───── INFORMATION SUPPLIED ─────

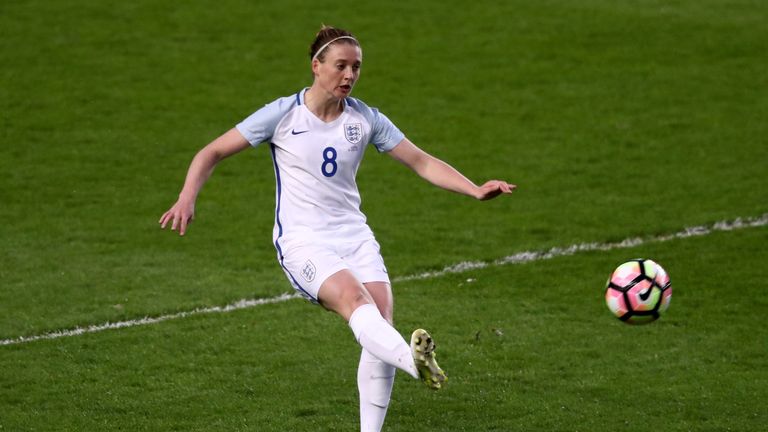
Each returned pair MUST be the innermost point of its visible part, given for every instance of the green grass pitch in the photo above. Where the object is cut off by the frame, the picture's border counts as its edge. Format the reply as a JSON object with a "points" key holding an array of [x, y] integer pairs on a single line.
{"points": [[616, 119]]}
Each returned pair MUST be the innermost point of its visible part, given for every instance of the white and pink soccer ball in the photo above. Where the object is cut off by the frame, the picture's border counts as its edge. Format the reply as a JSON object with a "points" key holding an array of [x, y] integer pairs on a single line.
{"points": [[638, 291]]}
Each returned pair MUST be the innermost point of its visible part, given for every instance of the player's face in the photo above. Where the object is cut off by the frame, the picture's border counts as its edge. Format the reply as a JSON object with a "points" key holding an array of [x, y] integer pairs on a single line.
{"points": [[339, 72]]}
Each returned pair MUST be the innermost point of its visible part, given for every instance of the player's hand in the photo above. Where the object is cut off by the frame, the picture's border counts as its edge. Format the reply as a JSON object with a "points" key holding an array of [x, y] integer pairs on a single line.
{"points": [[493, 188], [180, 215]]}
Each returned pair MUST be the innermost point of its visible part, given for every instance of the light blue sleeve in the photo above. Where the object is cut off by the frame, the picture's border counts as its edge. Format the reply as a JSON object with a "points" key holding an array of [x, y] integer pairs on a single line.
{"points": [[260, 126], [384, 134]]}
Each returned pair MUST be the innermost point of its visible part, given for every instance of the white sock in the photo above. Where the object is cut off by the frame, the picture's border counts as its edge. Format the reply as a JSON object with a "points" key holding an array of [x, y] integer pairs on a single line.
{"points": [[374, 381], [379, 338]]}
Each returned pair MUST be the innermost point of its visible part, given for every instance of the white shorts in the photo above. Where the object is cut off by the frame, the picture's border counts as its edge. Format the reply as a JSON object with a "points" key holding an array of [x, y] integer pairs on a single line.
{"points": [[307, 266]]}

─────

Copy the rows above, starting at the row containing "the white sock" and ending at the last row, requests included. Multiply every coordinate in the answers by 0.7 and round each to a whole number, with halves rounded up; leave any numbers in the requests and their format samples unchanged.

WRITTEN RESPONSE:
Each returned pair MUST be the innermost point of its visible part, given for every instance of the white sock in the photo above. Where the object is cut off by the frame, the picture's border counts as its edge. Format the reply as a JSON object with a "points" key holding an array of [x, y] integer pairs on a single line.
{"points": [[262, 267], [265, 237]]}
Each returned pair MUST be the innermost point of its visible part, given for every instance of the white shorts in the photo above. Where the object is cut off by the frame, the picture's border counts as its edge. Format the reply as a JSON object with a "points" key holding an array of [x, y] integer pairs on a single line.
{"points": [[215, 186]]}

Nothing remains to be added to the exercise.